#### [Consigne]
Reproduisez à l'identique le passage du texte sur les perspectives macroéconomiques de la Cemac compris entre « Par ailleurs, l’absence » et « de croissance fragile. », bornes incluses.

#### [Texte à examiner]
Les projections actualisées de la Béac mettent en évidence des fragilités persistantes qui, si elles ne sont pas corrigées, pourraient compromettre durablement la croissance et la crédibilité macroéconomique des États membres.

Les perspectives macroéconomiques de la Cemac pour 2025-2026 restent globalement favorables. Cependant la non-consolidation des politiques budgétaires et la mauvaise maîtrise de l’endettement public constituent des menaces majeures pour la stabilité financière de la sous-région. La persistance de déficits budgétaires, estimés autour de -1,4 % du PIB en 2025 et -1,5 % en 2026, traduit une dépendance accrue aux politiques budgétaires expansionnistes. En l’absence d’un effort soutenu de consolidation, ces déséquilibres limitent la capacité des États à constituer des marges de manœuvre budgétaires, indispensables pour faire face aux chocs exogènes, notamment ceux liés à la volatilité des cours des matières premières, pilier central des économies de la Cemac.En exemple, les prévisions actualisées font état d’un ralentissement de la croissance en 2025 à 2,4 %, après 2,7 % en 2024. Cette décélération est expliquée principalement par le recul des activités pétrolières et gazières.Une gestion peu rigoureuse de l’endettement public accentue ces vulnérabilités. L’augmentation continue des besoins de financement expose les États à un risque de surendettement, avec des coûts de service de la dette de plus en plus élevés. Cette dynamique réduit l’espace budgétaire consacré aux investissements productifs et aux dépenses sociales, freinant ainsi la transformation structurelle et la diversification économique, pourtant essentielles à une croissance durable.Les effets de ces déséquilibres se répercutent également sur la position extérieure de la sous-région. La dégradation du solde courant, conjuguée à l’érosion des réserves de change représentant 4,2 mois d’importations de biens et services en fin 2025, contre 4,9 mois en 2024, accroît la pression sur la stabilité monétaire. Dans ce contexte, la politique monétaire de la Béac, marquée par un resserrement des taux directeurs, ne saurait à elle seule corriger des déséquilibres d’origine budgétaire et structurelle.

Par ailleurs, l’absence de discipline budgétaire complique la mise en œuvre et la poursuite des programmes avec le FMI pour certains pays de la Cemac. Les retards dans les décaissements, liés notamment aux exigences d’assurances régionales, illustrent la nécessité d’une coordination accrue et d’un engagement collectif en faveur de la soutenabilité des finances publiques.Face à ces risques, la consolidation budgétaire apparaît comme un impératif stratégique. Elle suppose une amélioration de la mobilisation des recettes internes, une rationalisation des dépenses publiques et une gestion prudente de la dette, privilégiant des financements concessionnels et des projets à fort impact économique. À défaut, la Cemac s’expose à un cercle vicieux d’endettement, de vulnérabilité extérieure et de croissance fragile.

Dans un environnement international encore incertain, la crédibilité macroéconomique de la sous-région repose sur la capacité des États membres à aligner leurs politiques budgétaires sur les objectifs de stabilité monétaire portés par la Béac. Sans cette convergence, les perspectives de croissance projetées pour 2026 à 4,6 %, une inflation maîtrisée à 2,7 % en 2026, risquent de rester théoriques, au détriment de la stabilité financière et du développement inclusif de la zone Cemac.

#### [Données enregistrées]
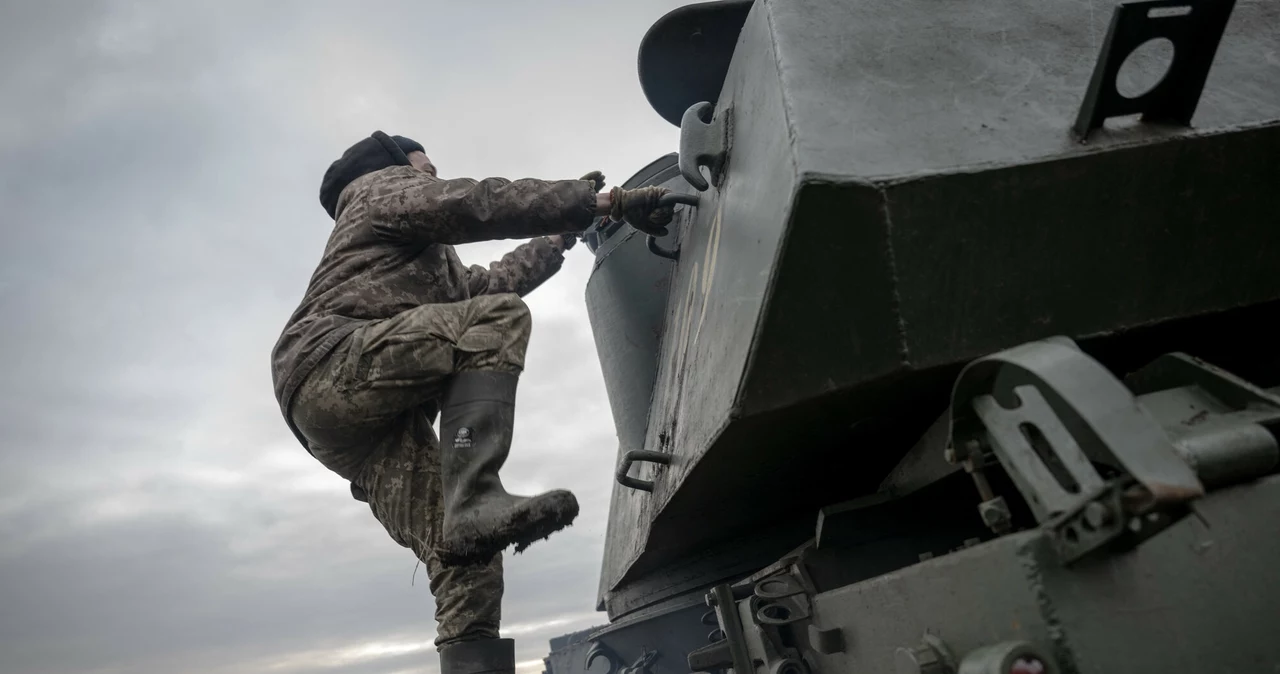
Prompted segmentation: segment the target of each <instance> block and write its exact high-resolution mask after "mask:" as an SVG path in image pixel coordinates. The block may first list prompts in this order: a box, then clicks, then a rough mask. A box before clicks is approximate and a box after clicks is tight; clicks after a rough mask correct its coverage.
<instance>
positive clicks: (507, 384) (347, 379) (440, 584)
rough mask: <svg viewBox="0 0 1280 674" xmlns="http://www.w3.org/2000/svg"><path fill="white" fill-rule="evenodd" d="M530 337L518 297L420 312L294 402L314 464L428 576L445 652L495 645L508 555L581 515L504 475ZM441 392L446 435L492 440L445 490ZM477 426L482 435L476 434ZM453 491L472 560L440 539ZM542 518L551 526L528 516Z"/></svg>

#### [Réponse attendue]
Par ailleurs, l’absence de discipline budgétaire complique la mise en œuvre et la poursuite des programmes avec le FMI pour certains pays de la Cemac. Les retards dans les décaissements, liés notamment aux exigences d’assurances régionales, illustrent la nécessité d’une coordination accrue et d’un engagement collectif en faveur de la soutenabilité des finances publiques.Face à ces risques, la consolidation budgétaire apparaît comme un impératif stratégique. Elle suppose une amélioration de la mobilisation des recettes internes, une rationalisation des dépenses publiques et une gestion prudente de la dette, privilégiant des financements concessionnels et des projets à fort impact économique. À défaut, la Cemac s’expose à un cercle vicieux d’endettement, de vulnérabilité extérieure et de croissance fragile.